**Data rows:**

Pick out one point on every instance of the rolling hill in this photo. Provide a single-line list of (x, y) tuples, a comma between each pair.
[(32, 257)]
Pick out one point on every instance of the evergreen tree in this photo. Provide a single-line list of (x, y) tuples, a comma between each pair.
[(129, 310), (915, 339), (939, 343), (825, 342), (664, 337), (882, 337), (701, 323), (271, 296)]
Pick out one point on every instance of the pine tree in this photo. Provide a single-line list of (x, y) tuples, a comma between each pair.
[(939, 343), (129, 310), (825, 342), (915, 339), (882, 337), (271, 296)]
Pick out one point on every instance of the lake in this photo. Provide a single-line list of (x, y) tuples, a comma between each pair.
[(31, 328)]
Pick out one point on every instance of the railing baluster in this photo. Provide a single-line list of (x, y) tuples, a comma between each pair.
* * *
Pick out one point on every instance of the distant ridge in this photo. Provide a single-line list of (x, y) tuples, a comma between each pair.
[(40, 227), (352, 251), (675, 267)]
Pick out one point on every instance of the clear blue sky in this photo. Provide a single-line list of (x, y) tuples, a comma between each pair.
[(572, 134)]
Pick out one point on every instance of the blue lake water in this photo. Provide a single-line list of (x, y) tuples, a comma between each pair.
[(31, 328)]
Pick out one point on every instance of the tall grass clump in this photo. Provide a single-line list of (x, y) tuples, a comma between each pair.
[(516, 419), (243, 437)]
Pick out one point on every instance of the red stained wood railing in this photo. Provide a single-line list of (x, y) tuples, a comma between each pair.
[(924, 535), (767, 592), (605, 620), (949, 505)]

**What is expected:**
Copy out each line of the rows above that contains the string "lake". Case counts.

**Task result:**
Pick out one point on every instance of the lake in this photo. Provide a single-line list of (x, y) tuples, a comma between each pair.
Pick out one point on every instance of the blue lake water in this photo. Provide a single-line list of (x, y) tuples, a comma between each pair.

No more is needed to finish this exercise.